> **EXTRACTED TEXT**
^^^^
His mother, Judith Manchester Taylor, was born in Madison, Madison County, New York in 1814 and died in New York in 1900. She was an orphan and the daughter of Isaac and Judith Taylor. She ran the local school in Ceylon, learned Singhalese, and taught it to her 2 stepchildren as well as her own six children.

He was a direct descendant of Thomas Miner who came originally from Chew Magna in North East Somerset, England, and sailed on the Lyon's Whelp and was a founder of New London, Connecticut, and later of Stonington, Connecticut. He married Grace Palmer in 1634. She was the daughter of Walter Palmer (Puritan). Minor was also an early New England diarist. He was also a descendant, through Jonathan Brewster, of Elder William Brewster (c. 1567 – April 10, 1644), the Pilgrim leader and spiritual elder of the Plymouth Colony and a passenger on the Mayflower.

His half brother was Dr. William Chester Minor (June 1834 – March 26, 1920). Also known as W. C. Minors, he was an American surgeon who made many scholarly contributions to the Oxford English Dictionary. It was while living at Lambeth that Minor murdered George Merrett, for which he was found criminally insane and confined for the rest of his life at Broadmoor Hospital. His life was chronicled in The Surgeon of Crowthorne by Simon Winchester (published in the United States as "The Professor and the Madman").
^^^^
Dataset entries
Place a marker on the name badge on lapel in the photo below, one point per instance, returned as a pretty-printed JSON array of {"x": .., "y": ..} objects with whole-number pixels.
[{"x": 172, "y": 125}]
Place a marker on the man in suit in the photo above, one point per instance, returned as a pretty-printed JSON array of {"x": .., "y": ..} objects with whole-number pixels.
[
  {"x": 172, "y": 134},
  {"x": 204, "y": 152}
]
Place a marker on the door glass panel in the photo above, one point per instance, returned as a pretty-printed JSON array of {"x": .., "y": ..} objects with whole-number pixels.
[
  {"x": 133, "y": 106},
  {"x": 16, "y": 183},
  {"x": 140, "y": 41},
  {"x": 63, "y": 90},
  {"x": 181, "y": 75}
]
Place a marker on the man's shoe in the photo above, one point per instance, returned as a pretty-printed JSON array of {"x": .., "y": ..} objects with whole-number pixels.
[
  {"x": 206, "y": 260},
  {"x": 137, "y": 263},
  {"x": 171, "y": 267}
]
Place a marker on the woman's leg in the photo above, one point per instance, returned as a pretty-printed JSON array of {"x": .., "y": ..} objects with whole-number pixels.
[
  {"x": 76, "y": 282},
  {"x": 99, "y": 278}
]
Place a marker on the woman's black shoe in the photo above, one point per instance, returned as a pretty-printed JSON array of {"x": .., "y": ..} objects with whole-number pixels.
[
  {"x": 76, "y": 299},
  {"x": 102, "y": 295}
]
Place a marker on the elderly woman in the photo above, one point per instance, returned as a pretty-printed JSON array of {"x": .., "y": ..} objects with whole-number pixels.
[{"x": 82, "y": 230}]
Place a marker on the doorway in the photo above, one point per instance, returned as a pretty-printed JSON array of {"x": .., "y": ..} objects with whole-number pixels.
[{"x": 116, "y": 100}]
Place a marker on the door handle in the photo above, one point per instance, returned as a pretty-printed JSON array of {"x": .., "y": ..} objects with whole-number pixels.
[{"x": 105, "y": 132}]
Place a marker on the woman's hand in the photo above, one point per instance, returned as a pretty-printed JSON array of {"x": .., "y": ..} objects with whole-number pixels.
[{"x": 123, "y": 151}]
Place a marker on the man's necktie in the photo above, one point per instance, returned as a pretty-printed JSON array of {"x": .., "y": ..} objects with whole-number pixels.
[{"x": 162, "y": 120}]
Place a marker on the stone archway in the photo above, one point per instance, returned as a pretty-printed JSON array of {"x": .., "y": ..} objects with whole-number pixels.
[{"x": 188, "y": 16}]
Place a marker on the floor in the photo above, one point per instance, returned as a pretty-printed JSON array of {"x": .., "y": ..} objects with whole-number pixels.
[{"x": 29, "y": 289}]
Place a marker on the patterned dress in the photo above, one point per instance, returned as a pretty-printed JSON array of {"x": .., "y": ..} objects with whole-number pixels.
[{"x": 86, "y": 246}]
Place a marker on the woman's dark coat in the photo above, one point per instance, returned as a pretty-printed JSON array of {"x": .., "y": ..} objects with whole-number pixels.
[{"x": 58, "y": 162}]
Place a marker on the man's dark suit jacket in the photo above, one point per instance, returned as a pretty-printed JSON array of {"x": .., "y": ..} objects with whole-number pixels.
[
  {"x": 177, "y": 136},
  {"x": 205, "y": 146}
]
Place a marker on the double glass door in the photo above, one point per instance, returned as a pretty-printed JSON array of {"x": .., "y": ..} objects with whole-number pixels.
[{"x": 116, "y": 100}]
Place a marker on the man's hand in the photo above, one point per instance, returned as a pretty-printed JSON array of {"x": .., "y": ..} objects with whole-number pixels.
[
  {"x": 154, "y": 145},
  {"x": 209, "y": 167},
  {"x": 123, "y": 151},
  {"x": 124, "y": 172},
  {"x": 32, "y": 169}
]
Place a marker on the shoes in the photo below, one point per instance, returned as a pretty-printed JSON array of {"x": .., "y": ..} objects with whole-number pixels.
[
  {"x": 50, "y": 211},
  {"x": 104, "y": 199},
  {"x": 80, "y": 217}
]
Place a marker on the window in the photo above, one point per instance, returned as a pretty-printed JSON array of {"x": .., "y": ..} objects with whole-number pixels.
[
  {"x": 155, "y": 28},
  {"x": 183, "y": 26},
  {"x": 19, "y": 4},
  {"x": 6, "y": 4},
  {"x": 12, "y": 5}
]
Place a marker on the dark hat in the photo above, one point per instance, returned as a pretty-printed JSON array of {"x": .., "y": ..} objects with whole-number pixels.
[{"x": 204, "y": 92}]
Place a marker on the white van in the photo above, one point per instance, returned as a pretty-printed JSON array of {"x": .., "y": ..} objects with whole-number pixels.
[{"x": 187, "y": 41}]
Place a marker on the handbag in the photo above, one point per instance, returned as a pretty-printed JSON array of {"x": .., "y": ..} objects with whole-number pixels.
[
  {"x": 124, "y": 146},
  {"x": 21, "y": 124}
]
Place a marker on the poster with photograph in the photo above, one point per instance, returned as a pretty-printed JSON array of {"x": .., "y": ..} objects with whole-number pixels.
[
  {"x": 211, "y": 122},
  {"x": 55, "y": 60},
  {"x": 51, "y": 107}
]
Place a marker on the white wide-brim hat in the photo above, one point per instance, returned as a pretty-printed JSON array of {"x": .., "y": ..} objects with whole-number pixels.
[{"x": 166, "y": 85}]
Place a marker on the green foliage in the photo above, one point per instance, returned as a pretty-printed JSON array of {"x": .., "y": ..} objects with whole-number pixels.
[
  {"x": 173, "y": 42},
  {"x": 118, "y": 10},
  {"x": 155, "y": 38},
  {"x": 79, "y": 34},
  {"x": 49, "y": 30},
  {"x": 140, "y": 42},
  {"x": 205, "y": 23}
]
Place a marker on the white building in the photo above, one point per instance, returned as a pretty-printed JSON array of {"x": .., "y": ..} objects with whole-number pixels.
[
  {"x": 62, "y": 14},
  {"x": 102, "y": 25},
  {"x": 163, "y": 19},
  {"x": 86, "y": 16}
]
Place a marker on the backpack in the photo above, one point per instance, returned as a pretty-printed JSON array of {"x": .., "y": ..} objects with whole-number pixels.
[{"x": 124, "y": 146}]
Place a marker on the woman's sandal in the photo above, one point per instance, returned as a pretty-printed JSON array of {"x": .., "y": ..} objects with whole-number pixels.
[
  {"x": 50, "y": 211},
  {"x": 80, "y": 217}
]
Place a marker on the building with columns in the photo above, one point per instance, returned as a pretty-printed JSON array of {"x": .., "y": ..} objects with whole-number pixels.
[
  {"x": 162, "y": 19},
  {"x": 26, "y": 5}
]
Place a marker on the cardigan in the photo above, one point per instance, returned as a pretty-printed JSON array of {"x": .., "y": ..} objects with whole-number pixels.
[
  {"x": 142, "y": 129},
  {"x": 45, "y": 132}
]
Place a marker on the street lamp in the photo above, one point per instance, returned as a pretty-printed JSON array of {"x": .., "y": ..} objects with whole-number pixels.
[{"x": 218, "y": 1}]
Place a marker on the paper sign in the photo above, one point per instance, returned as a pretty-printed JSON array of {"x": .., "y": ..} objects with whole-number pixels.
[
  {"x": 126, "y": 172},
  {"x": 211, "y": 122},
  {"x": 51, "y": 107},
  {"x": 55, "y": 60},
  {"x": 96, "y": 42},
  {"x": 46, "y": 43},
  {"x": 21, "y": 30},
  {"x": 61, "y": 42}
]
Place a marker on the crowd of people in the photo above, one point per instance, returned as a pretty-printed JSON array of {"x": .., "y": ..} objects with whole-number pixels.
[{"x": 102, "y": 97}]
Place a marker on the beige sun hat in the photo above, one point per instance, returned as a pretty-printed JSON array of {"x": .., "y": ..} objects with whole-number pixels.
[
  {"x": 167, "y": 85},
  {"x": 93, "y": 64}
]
^^^^
> **EXERCISE TASKS**
[1] According to the Minor family excerpt, why was William Chester Minor confined at Broadmoor Hospital for the rest of his life? Answer in one to three sentences.
[2] Write what comes next in the Minor family excerpt, starting after its last sentence.

> **ACTIVITY ANSWERS**
[1] While living at Lambeth, he murdered George Merrett. He was found criminally insane for it and was confined at Broadmoor Hospital for the rest of his life.

[2]
Education and war years

He returned to the United States when he was seven years old, locating at New Haven, Connecticut and attended the local school. In 1861, when he was 17, he enlisted in the Union Army as a private in Company G, 7th Regiment Connecticut Volunteer Infantry. He rose to the rank of captain and served as hospital steward and then surgeon. After the war, he entered Yale School of Medicine graduating in 1867.

Marriage and family

Minor married Sarah Montgomery on August 20, 1872, in Oregon. Sarah (born May 21, 1840, in Pennsylvania; died June 11, 1931, in Seattle) was the daughter of William Montgomery and Eliza Moorhead. Thomas and Sarah were the parents of two daughters:

  • Elizabeth Montgomery Minor, born on May 14, 1874, in Port Townsend, Washington; died November 24, 1958, in Seattle. She married on January 2, 1900, at Seattle's Trinity Episcopal Parish Church, Bernard Pelly, who was born on June 5, 1860, at Little Hallingbury, England, to Justinian Pelly and Fanny Ingleby. The great-nephew of Sir John Pelly, 1st Baronet, Pelly was the British vice-consul (later consul) to Seattle. He died on August 10, 1938, in Seattle.
  • Judith Strong Minor (born December 2, 1876, Port Townsend; died July 19, 1959, Philadelphia). On April 15, 1909, in Seattle, she married Lyman Roswell Colt (born January 5, 1868, at Orange, New Jersey; died January 9, 1927, at Winter Haven, Florida). Colt was the son of Mary Beekman Borrows and Morgan Gibbs Colt, who was the son of New Jersey businessman Roswell L. Colt (1779–1856) and first cousin of gunmaker Samuel Colt (1814–1862). Lyman Colt had lived in Alaska and the Yukon and was one of Jack London's acquaintances in Dawson City during the Klondike Gold Rush. He later raised cattle at his small ranch at Chelan in Washington state.
  • Politics

    In 1868, Minor moved from Nebraska to Port Townsend, where he was an owner and partner in the Marine Hospital. In 1880, he was elected mayor of Port Townsend; he was reelected the following year.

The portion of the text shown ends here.